↓↓↓
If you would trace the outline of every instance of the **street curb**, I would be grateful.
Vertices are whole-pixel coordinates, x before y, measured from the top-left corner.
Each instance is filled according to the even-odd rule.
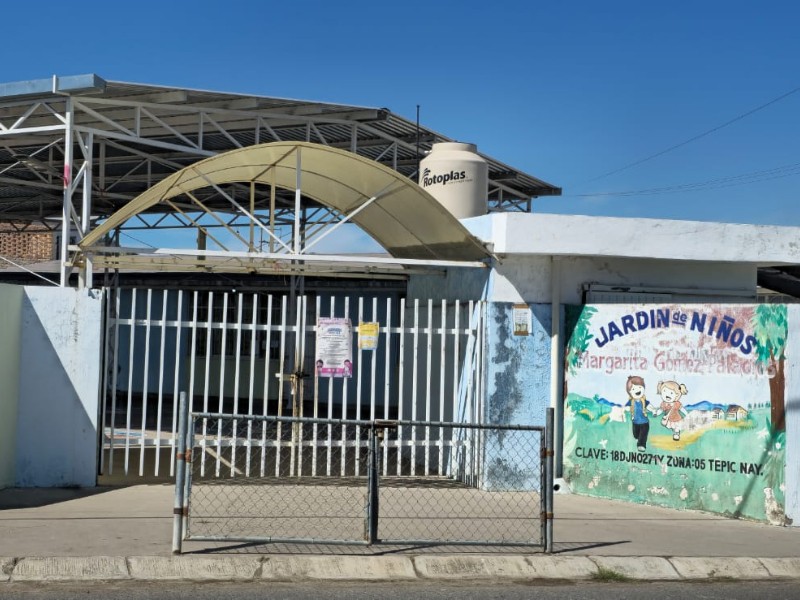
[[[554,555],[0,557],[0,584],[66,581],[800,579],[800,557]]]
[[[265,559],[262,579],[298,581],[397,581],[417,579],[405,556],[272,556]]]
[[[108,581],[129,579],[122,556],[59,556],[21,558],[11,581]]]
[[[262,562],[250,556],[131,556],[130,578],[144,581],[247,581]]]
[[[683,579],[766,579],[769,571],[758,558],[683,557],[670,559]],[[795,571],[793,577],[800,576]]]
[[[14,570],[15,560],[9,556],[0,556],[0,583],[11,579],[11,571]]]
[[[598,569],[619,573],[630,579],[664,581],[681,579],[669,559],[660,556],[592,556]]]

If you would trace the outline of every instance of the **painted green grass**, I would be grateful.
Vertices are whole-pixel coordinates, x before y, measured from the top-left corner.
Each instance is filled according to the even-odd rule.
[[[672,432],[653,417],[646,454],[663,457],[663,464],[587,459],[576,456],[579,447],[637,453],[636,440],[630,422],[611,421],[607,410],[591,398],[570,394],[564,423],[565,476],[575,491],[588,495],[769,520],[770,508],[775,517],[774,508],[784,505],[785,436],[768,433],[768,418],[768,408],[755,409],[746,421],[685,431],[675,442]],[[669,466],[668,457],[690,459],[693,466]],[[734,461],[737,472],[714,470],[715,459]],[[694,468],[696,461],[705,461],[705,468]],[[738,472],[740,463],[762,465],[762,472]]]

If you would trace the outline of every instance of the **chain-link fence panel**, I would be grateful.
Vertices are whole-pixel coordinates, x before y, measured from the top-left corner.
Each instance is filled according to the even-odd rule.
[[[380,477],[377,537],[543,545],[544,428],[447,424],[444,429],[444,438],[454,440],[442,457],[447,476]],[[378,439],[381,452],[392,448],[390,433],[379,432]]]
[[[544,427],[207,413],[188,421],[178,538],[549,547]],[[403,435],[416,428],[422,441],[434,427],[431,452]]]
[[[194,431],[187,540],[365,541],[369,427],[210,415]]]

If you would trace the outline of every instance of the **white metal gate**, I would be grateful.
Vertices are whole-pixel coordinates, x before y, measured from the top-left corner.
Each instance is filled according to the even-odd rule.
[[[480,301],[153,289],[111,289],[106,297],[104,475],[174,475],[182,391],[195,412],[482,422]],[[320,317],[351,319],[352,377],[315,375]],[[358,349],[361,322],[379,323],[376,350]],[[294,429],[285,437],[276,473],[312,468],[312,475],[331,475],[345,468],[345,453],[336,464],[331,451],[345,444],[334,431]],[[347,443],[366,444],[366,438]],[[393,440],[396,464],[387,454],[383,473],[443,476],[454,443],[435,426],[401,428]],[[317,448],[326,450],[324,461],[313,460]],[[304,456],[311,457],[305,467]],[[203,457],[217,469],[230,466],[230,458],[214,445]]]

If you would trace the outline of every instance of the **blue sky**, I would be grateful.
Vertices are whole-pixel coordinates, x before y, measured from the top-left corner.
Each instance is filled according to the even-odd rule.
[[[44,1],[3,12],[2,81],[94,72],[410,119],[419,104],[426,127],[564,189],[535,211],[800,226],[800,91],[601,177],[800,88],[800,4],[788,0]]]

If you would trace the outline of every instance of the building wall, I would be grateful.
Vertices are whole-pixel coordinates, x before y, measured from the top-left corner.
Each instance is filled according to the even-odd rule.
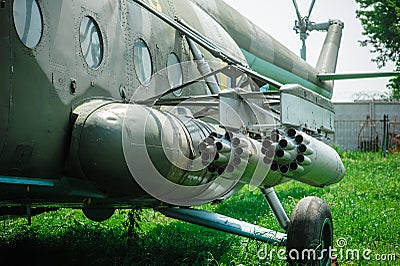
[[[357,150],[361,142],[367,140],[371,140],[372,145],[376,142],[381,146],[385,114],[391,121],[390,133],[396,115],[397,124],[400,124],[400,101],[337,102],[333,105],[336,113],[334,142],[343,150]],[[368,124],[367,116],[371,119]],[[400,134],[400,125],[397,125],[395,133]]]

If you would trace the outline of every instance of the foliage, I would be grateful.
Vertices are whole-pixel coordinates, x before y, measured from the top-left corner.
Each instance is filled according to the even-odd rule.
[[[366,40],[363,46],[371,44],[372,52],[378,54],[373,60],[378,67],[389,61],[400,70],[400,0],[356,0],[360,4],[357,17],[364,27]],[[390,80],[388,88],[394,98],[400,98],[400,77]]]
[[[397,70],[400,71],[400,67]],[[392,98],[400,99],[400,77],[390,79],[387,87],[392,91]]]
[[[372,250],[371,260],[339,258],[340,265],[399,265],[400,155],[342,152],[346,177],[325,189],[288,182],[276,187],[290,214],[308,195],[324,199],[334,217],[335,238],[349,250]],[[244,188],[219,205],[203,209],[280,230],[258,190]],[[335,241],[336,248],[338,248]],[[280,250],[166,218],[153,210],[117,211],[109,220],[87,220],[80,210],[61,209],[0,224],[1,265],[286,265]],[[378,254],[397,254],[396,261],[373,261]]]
↑↑↑
↓↓↓
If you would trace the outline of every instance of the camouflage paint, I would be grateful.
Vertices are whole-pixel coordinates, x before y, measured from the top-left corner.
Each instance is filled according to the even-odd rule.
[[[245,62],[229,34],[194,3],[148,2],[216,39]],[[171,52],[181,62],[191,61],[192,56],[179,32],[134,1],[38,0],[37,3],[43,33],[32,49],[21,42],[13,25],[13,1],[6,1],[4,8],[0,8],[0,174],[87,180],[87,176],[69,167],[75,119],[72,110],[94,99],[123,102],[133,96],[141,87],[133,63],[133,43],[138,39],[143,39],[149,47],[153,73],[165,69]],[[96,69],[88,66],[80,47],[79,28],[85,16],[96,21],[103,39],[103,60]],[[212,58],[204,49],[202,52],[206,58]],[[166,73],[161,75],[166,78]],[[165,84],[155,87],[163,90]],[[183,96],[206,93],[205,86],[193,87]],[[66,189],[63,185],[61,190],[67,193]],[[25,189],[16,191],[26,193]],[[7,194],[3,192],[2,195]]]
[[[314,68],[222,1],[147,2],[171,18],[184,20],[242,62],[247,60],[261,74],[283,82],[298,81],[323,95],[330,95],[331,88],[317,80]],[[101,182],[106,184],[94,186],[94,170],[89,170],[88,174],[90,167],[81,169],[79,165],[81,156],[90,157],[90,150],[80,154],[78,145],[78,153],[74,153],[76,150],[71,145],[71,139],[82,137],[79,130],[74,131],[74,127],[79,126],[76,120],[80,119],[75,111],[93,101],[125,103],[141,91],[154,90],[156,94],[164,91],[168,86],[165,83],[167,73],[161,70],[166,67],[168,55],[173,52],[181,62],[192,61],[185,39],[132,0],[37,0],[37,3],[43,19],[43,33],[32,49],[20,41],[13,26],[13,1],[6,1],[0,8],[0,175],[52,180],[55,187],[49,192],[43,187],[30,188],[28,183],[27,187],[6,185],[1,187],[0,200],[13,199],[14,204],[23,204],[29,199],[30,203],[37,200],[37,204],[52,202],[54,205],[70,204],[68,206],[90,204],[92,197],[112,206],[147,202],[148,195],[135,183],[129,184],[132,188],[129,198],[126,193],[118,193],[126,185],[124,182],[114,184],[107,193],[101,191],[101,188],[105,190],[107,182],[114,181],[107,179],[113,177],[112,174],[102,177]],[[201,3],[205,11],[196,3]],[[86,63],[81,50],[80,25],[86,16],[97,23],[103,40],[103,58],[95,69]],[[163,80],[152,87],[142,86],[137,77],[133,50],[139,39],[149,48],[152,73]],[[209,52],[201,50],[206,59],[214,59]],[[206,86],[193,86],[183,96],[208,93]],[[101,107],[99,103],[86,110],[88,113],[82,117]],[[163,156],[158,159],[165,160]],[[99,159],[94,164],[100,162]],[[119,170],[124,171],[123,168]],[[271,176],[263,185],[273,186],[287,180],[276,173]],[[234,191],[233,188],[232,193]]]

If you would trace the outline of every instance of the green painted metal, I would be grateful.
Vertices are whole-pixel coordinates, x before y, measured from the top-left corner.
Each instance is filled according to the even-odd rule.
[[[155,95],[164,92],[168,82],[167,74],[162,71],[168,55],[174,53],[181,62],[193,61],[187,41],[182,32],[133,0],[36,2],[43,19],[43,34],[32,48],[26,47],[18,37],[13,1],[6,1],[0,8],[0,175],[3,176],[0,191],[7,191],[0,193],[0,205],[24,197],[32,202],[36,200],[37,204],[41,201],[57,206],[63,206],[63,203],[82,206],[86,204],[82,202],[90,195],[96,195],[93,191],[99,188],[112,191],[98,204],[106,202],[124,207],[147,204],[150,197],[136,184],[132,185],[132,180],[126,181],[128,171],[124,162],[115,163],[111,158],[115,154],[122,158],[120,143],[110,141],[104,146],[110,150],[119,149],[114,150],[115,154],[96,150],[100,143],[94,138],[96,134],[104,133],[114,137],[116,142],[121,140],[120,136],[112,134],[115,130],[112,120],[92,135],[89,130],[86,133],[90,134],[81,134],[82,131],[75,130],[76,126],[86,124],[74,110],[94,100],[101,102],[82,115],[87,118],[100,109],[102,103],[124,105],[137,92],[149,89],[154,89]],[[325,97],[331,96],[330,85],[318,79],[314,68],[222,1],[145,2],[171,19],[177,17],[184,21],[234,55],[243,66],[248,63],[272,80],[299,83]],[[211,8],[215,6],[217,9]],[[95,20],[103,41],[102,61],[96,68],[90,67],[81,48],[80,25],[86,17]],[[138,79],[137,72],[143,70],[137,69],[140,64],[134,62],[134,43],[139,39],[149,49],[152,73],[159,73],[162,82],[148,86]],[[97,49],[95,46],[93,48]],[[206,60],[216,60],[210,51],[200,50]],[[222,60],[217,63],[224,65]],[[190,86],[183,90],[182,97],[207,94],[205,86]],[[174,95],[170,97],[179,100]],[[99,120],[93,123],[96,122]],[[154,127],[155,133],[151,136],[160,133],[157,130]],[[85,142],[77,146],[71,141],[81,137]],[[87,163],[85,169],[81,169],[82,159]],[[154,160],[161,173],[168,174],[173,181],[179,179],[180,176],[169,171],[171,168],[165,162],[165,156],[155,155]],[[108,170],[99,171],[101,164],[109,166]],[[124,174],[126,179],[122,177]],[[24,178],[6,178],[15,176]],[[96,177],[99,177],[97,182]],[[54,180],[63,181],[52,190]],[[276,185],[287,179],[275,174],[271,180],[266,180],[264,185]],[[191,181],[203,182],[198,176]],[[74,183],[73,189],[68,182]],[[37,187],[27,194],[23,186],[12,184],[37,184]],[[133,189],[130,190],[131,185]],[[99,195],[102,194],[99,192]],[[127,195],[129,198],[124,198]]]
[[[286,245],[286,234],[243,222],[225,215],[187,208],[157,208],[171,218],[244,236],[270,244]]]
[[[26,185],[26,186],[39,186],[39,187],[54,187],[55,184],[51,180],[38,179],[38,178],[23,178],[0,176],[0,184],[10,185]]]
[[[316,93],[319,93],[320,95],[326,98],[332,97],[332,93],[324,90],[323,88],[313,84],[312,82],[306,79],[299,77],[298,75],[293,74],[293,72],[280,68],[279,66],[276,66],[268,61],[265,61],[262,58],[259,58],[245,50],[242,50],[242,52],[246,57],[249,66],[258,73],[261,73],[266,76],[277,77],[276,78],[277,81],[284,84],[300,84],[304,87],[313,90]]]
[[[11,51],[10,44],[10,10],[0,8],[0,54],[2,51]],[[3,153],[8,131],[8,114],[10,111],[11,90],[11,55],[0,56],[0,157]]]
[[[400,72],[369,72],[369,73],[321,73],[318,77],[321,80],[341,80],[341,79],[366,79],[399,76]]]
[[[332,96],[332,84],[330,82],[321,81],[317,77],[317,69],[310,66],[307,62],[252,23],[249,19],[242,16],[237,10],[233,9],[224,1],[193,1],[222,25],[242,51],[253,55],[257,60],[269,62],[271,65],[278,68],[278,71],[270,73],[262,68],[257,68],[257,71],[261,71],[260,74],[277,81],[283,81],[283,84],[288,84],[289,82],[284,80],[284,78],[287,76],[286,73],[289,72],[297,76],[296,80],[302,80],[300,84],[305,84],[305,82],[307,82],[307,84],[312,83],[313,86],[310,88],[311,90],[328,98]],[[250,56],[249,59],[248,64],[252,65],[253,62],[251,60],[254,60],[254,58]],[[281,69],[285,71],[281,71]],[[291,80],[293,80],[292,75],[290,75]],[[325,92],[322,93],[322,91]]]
↑↑↑
↓↓↓
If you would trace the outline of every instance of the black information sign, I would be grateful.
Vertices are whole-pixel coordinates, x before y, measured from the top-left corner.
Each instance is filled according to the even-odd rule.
↑↑↑
- _ACTIVITY_:
After reading the entries above, state how many lines hold the word "metal", with no text besides the number.

- _YOUR RESPONSE_:
2